* **EXERCISES**
**A.** Output the part of the KVM clock drift thread starting with "On Sat, Jul" and going on through "every 5 minutes.".
**B.** Write the next part of the KVM clock drift thread, picking up after its final sentence.

* **PROVIDED PASSAGE**
On Sat, Jul 12, 2008 at 01:28:13PM -0600, David S. Ahern wrote:
> > All time drift issues we were aware of are fixed in kvm-70. Can you
> > please provide more details on how you see the time drifting with
> > RHEL3/4 guests? It slowly but continually drifts or there are large
> > drifts at once? Are they using TSC or ACPIPM as clocksource?
> 
> The attached file shows one example of the drift I am seeing. It's for a
> 4-way RHEL3 guest started with 'nice -20'. After startup each vcpu was
> pinned to a physical cpu using taskset. The only activity on the host is
> this one single guest; the guest is relatively idle -- about 4% activity
> (~1% user, ~3% system time). Host is synchronized to an ntp server; the
> guest is not. The guest is started with the -localtime parameter.  From
> the file you can see the guest gains about 1-2 seconds every 5 minutes.
> 
> Since it's a RHEL3 guest I believe the PIT is the only choice (how to
> confirm?), though it does read the TSC (ie., use_tsc is 1).

Since its an SMP guest I believe its using PIT to generate periodic
timers and ACPI pmtimer as a clock source.

> > Also, most issues we've seen could only be replicated with dyntick
> > guests.
> > 
> > I'll try to reproduce it locally.
> > 
> >> In the course of it I have been launching guests with boosted priority
> >> (both nice -20 and realtime priority (RR 1)) on a nearly 100% idle
> >> host.
> > 
> > Can you also see wacked bogomips without boosting the guest priority?
> 
> The wacked bogomips only shows up when started with real-time priority.
> With the 'nice -20' it's sane and close to what the host shows.
> 
> As another data point I restarted the RHEL3 guest using the -no-kvm-pit
> and -tdf options (nice -20 priority boost). After 22 hours of uptime,
> the guest is 29 seconds *behind* the host. Using the in-kernel pit the
> guest time is always fast compared to the host.
> 
> I've seen similar drifting in RHEL4 guests, but I have not spent as much
> time investigating it yet. On ESX adding clock=pit to the boot
> parameters for RHEL4 guests helps immensely.

The problem with clock=pmtmr and clock=tsc on older 2.6 kernels is lost
tick and irq latency adjustments, as mentioned in the VMWare paper
(http://www.vmware.com/pdf/vmware_timekeeping.pdf). They try to detect
this and compensate by advancing the clock. But the delay between the
host time fire, injection of guest irq and actual count read (either
tsc or pmtimer) fool these adjustments. clock=pit has no such lost tick
detection, so is susceptible to lost ticks under load (in theory).

* **RECORD LIST**
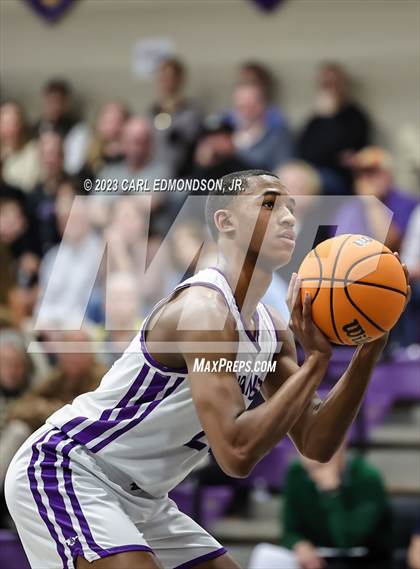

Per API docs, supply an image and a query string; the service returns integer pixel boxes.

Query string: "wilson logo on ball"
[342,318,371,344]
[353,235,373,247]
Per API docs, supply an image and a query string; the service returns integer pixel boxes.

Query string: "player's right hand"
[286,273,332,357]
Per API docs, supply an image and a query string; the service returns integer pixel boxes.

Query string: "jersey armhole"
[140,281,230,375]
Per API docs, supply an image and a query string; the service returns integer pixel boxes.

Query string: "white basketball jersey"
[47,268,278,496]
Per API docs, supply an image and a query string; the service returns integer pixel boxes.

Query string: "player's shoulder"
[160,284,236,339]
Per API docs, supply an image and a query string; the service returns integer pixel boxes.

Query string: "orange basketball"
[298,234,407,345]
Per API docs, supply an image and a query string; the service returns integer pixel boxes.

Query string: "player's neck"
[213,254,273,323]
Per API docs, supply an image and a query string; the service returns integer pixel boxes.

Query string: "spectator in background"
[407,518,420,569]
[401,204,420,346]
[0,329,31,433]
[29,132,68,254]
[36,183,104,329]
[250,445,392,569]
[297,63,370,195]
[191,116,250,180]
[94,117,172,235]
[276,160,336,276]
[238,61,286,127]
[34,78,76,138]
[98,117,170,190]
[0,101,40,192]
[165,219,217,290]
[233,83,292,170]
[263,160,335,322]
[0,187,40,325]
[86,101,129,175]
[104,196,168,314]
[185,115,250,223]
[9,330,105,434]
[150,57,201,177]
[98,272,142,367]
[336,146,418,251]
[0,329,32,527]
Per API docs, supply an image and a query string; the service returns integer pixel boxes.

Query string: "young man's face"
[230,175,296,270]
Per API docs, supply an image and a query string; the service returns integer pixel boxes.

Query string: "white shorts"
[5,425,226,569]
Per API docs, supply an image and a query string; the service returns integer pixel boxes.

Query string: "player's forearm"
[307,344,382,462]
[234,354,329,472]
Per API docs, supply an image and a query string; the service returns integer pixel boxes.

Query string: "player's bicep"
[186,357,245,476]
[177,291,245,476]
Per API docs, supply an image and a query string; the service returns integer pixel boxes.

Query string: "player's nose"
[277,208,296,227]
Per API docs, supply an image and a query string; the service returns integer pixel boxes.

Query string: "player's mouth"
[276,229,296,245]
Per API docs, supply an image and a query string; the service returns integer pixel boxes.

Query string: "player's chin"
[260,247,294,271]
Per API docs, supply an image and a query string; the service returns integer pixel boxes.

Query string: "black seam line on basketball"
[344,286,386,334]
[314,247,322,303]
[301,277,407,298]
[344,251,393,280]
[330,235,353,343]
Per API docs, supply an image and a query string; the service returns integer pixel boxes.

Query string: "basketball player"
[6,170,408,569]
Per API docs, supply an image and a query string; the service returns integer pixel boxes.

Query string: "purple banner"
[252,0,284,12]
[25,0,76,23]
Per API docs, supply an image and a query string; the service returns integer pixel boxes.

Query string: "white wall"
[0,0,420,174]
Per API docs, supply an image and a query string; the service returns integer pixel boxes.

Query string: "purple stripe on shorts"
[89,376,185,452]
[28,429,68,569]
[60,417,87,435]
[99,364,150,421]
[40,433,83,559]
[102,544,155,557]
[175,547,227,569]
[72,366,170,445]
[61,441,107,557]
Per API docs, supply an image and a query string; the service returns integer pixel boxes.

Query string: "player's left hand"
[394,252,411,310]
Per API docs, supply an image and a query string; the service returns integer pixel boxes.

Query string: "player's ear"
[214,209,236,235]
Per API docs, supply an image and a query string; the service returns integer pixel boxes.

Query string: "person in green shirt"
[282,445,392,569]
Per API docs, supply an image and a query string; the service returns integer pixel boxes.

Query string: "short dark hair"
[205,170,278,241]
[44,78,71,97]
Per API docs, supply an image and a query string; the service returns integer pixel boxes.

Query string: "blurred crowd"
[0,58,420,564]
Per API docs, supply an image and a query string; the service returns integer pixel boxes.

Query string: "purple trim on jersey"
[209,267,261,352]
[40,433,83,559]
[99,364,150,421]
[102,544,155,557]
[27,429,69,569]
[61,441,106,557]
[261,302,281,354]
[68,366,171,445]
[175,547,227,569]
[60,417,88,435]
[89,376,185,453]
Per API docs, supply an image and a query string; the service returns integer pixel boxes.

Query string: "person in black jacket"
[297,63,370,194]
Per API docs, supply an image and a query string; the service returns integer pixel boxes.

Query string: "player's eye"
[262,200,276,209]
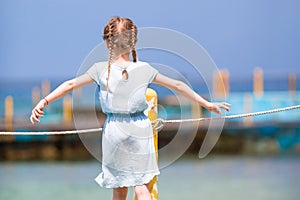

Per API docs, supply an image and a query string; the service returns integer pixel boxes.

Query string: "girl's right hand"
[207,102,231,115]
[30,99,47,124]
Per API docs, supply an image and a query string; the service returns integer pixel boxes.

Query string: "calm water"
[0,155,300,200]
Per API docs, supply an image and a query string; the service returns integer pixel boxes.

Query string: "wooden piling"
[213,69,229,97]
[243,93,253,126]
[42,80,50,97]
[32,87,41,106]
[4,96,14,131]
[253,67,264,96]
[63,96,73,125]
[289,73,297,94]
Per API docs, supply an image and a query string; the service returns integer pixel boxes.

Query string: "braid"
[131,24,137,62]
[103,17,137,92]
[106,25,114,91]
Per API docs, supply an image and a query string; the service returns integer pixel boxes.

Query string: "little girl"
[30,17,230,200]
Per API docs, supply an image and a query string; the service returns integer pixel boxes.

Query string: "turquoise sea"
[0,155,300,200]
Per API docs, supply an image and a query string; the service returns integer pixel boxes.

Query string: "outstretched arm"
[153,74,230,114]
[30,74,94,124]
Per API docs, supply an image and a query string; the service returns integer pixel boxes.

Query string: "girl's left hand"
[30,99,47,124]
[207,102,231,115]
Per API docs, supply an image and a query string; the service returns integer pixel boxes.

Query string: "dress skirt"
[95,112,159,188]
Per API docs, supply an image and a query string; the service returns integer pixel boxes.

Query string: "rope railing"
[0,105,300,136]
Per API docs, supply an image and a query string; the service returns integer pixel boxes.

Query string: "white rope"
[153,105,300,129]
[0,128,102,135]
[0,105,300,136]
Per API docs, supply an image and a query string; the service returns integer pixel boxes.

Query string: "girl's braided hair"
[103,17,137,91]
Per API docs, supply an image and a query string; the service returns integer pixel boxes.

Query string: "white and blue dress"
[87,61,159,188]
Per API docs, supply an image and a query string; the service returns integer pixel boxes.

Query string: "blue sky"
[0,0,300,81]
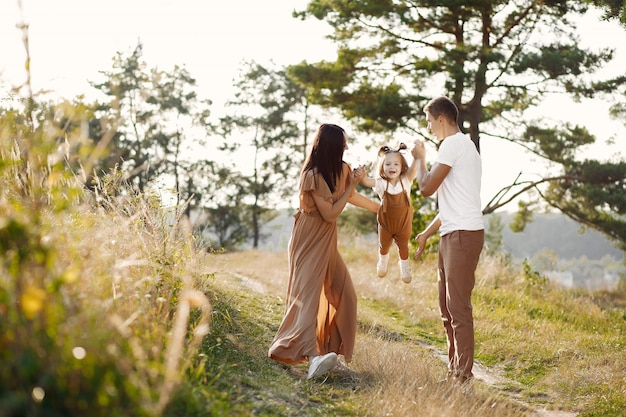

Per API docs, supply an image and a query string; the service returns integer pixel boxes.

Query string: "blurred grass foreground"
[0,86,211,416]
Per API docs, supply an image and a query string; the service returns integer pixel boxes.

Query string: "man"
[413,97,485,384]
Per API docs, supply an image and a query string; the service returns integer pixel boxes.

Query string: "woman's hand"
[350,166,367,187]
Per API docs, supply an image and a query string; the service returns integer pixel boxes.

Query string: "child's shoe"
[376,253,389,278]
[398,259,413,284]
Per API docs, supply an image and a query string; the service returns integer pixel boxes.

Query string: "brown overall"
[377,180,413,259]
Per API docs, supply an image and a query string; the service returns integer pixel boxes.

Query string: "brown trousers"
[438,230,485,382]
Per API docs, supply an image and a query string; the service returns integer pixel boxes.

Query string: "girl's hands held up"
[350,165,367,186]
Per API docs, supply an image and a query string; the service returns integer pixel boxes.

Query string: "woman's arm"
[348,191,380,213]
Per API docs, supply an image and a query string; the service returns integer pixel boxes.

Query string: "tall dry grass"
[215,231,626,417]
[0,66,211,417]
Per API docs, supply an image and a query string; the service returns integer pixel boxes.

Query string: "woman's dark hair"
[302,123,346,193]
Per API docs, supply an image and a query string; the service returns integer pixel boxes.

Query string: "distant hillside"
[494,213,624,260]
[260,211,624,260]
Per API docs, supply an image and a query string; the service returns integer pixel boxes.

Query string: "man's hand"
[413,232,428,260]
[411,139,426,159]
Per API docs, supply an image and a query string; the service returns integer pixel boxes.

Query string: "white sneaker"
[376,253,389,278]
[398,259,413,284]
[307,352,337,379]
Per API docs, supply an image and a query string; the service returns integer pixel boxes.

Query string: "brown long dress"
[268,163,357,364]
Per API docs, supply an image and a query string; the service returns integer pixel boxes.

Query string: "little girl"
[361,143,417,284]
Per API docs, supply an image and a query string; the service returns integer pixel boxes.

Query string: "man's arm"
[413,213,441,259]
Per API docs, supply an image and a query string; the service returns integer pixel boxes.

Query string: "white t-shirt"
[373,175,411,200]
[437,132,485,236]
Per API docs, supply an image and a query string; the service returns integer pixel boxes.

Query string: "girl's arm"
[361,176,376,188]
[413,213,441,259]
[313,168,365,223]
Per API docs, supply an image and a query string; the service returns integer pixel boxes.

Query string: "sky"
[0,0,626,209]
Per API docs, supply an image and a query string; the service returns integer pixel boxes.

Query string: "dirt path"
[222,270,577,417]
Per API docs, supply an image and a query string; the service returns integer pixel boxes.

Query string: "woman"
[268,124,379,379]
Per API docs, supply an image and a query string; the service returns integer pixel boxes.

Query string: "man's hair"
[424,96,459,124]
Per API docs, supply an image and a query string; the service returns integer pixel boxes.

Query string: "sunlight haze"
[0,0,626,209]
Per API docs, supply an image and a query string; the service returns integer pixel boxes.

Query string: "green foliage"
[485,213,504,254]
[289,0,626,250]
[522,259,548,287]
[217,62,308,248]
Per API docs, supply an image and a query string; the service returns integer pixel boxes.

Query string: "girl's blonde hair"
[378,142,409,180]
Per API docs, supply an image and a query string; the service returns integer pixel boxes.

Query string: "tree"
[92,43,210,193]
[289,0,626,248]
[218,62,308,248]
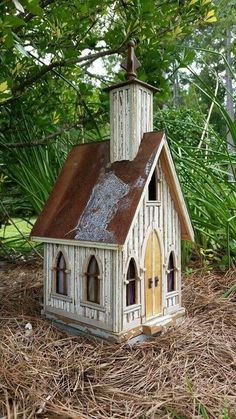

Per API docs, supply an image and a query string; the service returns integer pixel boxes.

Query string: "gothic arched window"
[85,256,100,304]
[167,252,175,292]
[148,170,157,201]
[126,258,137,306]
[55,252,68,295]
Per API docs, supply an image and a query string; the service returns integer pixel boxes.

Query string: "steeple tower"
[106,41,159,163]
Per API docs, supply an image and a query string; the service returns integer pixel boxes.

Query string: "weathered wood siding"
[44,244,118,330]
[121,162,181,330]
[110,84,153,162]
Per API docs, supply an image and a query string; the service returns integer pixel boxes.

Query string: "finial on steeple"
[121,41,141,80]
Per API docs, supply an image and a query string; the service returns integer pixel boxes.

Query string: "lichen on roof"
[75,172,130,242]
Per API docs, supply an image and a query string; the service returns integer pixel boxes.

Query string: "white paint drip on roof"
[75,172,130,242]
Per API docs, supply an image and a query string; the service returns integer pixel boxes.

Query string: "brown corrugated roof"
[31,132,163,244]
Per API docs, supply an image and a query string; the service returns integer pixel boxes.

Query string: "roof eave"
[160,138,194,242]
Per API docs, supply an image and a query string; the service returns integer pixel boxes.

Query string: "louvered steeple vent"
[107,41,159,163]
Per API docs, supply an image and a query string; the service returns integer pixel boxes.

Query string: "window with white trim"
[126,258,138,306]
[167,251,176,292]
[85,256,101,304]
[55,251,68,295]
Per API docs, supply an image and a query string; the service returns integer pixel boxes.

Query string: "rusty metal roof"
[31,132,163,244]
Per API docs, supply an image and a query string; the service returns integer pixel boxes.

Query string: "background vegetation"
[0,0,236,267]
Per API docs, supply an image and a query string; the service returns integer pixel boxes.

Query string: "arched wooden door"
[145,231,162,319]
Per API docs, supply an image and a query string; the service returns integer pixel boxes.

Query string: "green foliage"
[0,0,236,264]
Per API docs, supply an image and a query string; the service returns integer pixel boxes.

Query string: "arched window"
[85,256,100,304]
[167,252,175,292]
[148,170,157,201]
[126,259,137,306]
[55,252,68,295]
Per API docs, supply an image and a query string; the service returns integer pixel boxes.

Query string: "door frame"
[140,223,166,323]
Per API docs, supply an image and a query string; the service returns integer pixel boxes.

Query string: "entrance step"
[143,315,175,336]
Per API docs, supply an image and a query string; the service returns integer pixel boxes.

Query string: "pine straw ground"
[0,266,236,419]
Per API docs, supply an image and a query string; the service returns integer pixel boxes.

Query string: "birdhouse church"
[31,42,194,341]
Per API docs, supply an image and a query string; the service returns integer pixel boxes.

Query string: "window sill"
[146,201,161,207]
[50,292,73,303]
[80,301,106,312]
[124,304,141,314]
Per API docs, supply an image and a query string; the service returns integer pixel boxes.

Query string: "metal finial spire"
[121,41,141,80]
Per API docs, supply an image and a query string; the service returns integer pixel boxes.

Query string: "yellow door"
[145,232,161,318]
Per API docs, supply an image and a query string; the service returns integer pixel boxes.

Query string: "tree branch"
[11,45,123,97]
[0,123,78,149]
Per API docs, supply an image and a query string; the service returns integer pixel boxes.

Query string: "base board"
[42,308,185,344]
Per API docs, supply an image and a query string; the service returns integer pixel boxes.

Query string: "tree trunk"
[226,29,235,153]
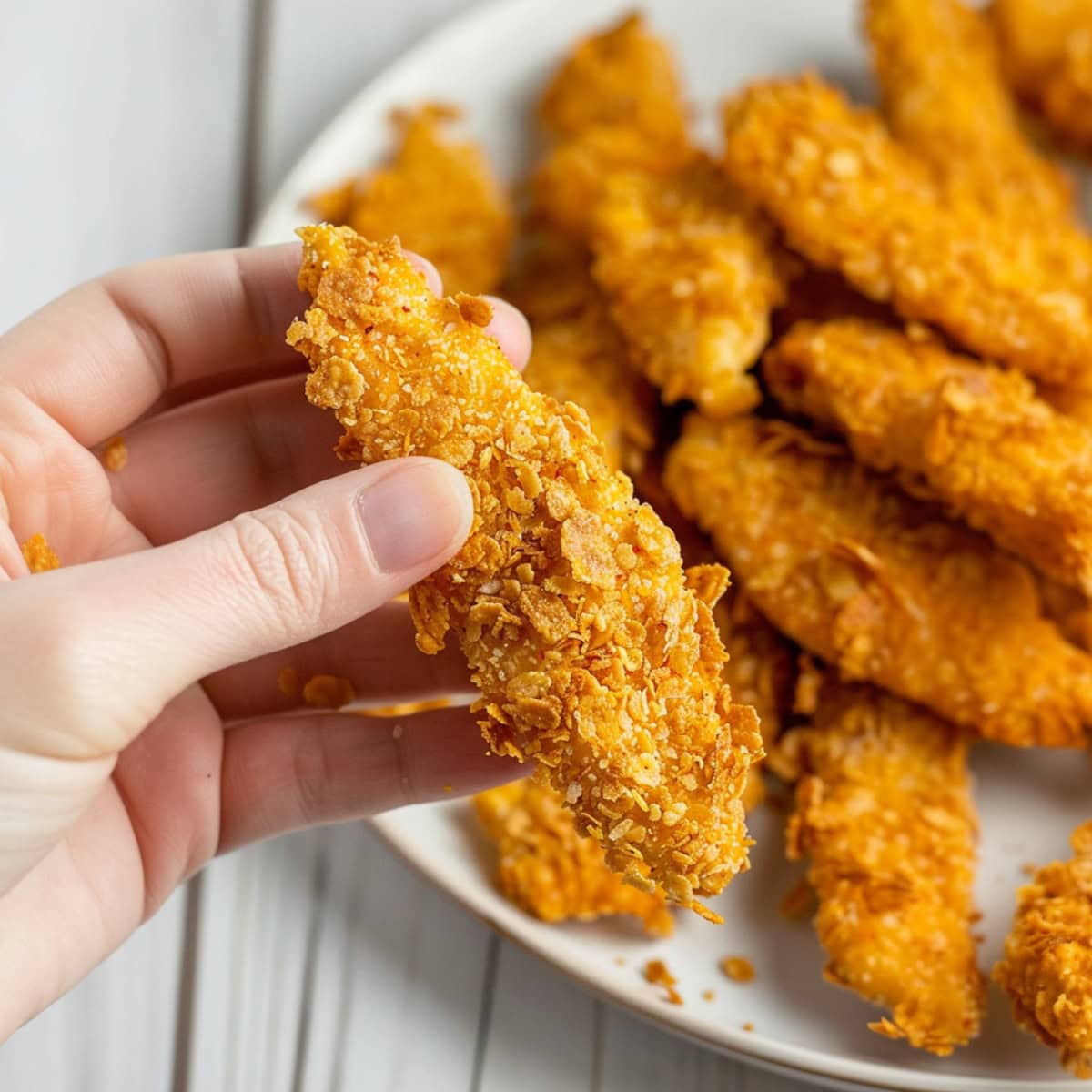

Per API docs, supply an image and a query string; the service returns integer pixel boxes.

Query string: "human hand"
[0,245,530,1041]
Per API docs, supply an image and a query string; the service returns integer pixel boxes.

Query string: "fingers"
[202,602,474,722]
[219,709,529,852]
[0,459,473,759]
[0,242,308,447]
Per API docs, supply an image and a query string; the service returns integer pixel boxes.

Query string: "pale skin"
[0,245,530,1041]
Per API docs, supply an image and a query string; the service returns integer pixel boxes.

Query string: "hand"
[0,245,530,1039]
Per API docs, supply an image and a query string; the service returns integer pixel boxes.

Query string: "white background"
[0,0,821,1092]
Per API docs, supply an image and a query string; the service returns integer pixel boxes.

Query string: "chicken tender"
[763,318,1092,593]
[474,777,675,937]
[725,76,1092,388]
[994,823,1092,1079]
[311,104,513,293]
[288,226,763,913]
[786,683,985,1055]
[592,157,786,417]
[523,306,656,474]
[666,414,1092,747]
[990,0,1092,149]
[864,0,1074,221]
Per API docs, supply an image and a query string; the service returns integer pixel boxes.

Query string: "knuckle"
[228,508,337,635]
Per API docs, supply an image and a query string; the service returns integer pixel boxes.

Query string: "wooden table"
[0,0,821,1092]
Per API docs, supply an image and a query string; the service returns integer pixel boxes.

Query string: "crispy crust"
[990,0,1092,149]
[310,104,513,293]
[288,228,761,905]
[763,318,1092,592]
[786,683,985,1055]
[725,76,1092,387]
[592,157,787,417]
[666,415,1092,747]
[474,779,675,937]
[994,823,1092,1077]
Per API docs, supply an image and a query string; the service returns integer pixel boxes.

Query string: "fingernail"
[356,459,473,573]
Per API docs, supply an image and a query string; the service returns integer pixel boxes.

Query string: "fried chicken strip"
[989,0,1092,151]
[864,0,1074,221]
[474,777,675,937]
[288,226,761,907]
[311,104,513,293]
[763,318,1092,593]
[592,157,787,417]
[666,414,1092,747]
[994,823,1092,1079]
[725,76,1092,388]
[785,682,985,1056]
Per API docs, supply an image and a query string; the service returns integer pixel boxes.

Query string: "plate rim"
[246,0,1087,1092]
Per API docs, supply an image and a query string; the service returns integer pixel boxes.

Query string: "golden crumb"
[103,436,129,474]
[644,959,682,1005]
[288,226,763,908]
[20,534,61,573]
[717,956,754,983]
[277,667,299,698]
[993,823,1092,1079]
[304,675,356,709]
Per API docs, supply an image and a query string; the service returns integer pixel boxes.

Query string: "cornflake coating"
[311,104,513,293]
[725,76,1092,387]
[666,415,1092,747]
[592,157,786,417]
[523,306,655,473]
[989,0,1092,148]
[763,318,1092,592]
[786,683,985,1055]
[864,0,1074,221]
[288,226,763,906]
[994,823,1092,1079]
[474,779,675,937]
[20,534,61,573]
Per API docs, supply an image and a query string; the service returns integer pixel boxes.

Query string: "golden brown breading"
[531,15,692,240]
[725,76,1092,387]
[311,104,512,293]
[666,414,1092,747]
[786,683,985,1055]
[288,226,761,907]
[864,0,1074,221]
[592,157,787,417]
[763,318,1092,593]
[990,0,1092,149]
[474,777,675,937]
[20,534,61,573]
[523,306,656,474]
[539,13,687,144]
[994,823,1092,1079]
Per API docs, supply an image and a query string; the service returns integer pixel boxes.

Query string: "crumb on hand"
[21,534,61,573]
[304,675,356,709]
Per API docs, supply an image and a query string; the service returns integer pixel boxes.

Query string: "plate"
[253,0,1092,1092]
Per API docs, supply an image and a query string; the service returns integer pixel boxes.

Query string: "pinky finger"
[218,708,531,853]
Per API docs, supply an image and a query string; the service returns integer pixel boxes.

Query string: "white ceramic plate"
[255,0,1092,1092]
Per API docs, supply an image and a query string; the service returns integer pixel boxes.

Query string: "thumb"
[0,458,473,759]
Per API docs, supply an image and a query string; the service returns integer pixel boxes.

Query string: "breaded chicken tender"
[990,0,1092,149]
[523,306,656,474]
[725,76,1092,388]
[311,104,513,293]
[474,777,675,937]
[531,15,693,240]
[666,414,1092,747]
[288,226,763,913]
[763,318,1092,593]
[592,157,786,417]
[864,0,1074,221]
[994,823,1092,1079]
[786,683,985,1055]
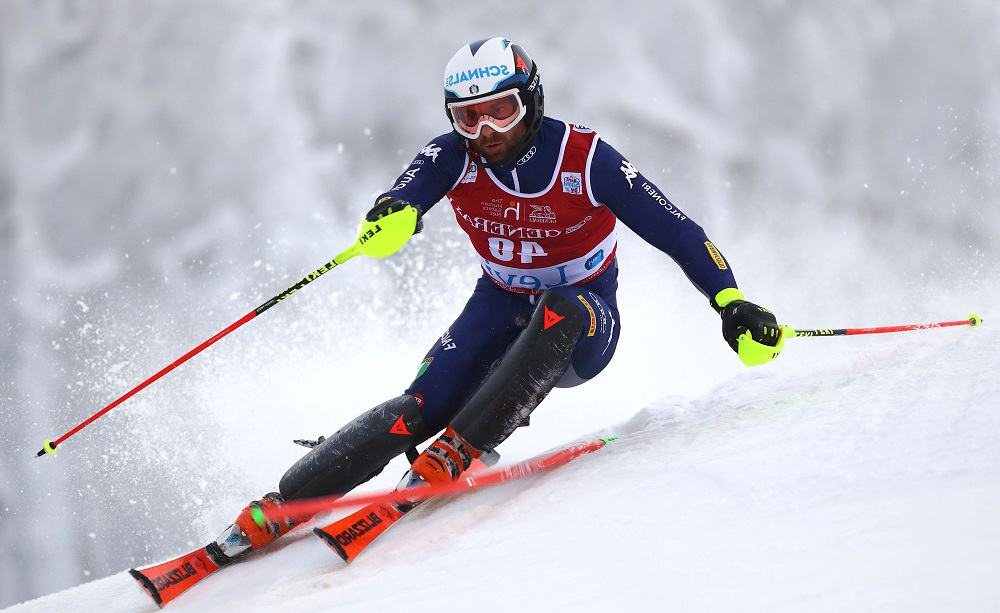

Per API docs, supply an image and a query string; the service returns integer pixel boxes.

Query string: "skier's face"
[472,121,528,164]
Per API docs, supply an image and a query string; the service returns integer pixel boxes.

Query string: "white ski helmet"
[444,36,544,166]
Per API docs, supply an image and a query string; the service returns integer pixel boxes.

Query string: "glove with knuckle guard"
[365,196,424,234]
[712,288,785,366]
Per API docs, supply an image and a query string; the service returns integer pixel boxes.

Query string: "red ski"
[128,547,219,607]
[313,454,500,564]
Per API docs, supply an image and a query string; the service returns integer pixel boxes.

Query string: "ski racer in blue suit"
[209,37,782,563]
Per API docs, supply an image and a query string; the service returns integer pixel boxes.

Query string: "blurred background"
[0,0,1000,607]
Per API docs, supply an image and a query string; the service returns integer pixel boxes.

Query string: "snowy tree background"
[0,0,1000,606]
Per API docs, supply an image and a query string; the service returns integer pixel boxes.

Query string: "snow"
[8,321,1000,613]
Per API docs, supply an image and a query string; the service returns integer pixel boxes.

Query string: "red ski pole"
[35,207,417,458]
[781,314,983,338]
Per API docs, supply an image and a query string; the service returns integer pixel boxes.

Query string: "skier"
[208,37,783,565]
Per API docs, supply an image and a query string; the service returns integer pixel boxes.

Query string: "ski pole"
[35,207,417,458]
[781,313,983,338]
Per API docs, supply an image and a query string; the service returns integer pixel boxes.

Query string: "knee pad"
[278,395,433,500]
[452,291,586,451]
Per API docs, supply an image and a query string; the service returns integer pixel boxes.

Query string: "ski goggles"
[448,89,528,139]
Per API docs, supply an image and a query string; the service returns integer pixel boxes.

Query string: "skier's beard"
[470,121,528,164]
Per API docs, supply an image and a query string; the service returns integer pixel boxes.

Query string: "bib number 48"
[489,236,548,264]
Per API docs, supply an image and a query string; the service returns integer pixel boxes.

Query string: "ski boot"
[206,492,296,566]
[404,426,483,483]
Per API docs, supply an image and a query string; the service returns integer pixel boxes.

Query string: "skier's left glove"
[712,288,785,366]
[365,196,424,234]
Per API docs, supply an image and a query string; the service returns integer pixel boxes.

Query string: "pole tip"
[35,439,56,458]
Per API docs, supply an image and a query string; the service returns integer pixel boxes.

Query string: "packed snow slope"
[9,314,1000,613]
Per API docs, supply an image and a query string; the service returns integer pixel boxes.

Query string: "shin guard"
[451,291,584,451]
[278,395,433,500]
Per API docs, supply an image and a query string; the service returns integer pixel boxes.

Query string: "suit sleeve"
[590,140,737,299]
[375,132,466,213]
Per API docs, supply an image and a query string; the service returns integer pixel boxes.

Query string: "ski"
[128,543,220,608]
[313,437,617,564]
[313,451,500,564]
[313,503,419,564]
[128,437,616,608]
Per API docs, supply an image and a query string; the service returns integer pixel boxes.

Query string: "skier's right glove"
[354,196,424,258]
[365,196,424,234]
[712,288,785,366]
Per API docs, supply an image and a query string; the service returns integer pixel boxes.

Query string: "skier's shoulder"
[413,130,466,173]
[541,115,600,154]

* **EXERCISE ANSWERS**
**A.**
On Sat, Jul 12, 2008 at 01:28:13PM -0600, David S. Ahern wrote:
> > All time drift issues we were aware of are fixed in kvm-70. Can you
> > please provide more details on how you see the time drifting with
> > RHEL3/4 guests? It slowly but continually drifts or there are large
> > drifts at once? Are they using TSC or ACPIPM as clocksource?
> 
> The attached file shows one example of the drift I am seeing. It's for a
> 4-way RHEL3 guest started with 'nice -20'. After startup each vcpu was
> pinned to a physical cpu using taskset. The only activity on the host is
> this one single guest; the guest is relatively idle -- about 4% activity
> (~1% user, ~3% system time). Host is synchronized to an ntp server; the
> guest is not. The guest is started with the -localtime parameter.  From
> the file you can see the guest gains about 1-2 seconds every 5 minutes.

**B.**
The fact that qemu emulation is less suspectible to guest clock running
faster than it should is because the emulated PIT timer is rearmed
relative to alarm processing (next_expiration = current_time + count).
But that also means it is suspectible to host load, ie. the frequency is
virtual.

The in-kernel PIT rearms relative to host clock, so the frequency is
more reliable (next_expiration = prev_expiration + count).

So for RHEL4, clock=pit along with the following patch seems stable for
me, no drift either direction, even under guest/host load. Can you give
it a try with RHEL3 ? I'll be doing that shortly.


----------

Set the count load time to when the count is actually "loaded", not when
IRQ is injected.

diff --git a/arch/x86/kvm/i8254.c b/arch/x86/kvm/i8254.c
index c0f7872..b39b141 100644
--- a/arch/x86/kvm/i8254.c
+++ b/arch/x86/kvm/i8254.c
@@ -207,6 +207,7 @@ static int __pit_timer_fn(struct kvm_kpit_state *ps)
 
 	pt->timer.expires = ktime_add_ns(pt->timer.expires, pt->period);
 	pt->scheduled = ktime_to_ns(pt->timer.expires);
+	ps->channels[0].count_load_time = pt->timer.expires;
 
 	return (pt->period == 0 ? 0 : 1);
 }
@@ -622,7 +623,6 @@ void kvm_pit_timer_intr_post(struct kvm_vcpu *vcpu, int vec)
 		  arch->vioapic->redirtbl[0].fields.mask != 1))) {
 			ps->inject_pending = 1;
 			atomic_dec(&ps->pit_timer.pending);
-			ps->channels[0].count_load_time = ktime_get();
 		}
 	}
 }



^ permalink raw reply related	[flat|nested] 21+ messages in thread

* Re: kvm guest loops_per_jiffy miscalibration under host load
  2008-07-22  3:25 Marcelo Tosatti
@ 2008-07-22  8:22 ` Jan Kiszka
  2008-07-22 12:49   ` Marcelo Tosatti
  2008-07-22 19:56 ` David S. Ahern
  1 sibling, 1 reply; 21+ messages in thread
From: Jan Kiszka @ 2008-07-22  8:22 UTC (permalink / raw)
  To: Marcelo Tosatti; +Cc: David S. Ahern, Glauber Costa, kvm-devel

Marcelo Tosatti wrote:
> On Sat, Jul 12, 2008 at 01:28:13PM -0600, David S. Ahern wrote:
>>> All time drift issues we were aware of are fixed in kvm-70. Can you
>>> please provide more details on how you see the time drifting with
>>> RHEL3/4 guests? It slowly but continually drifts or there are large
>>> drifts at once? Are they using TSC or ACPIPM as clocksource?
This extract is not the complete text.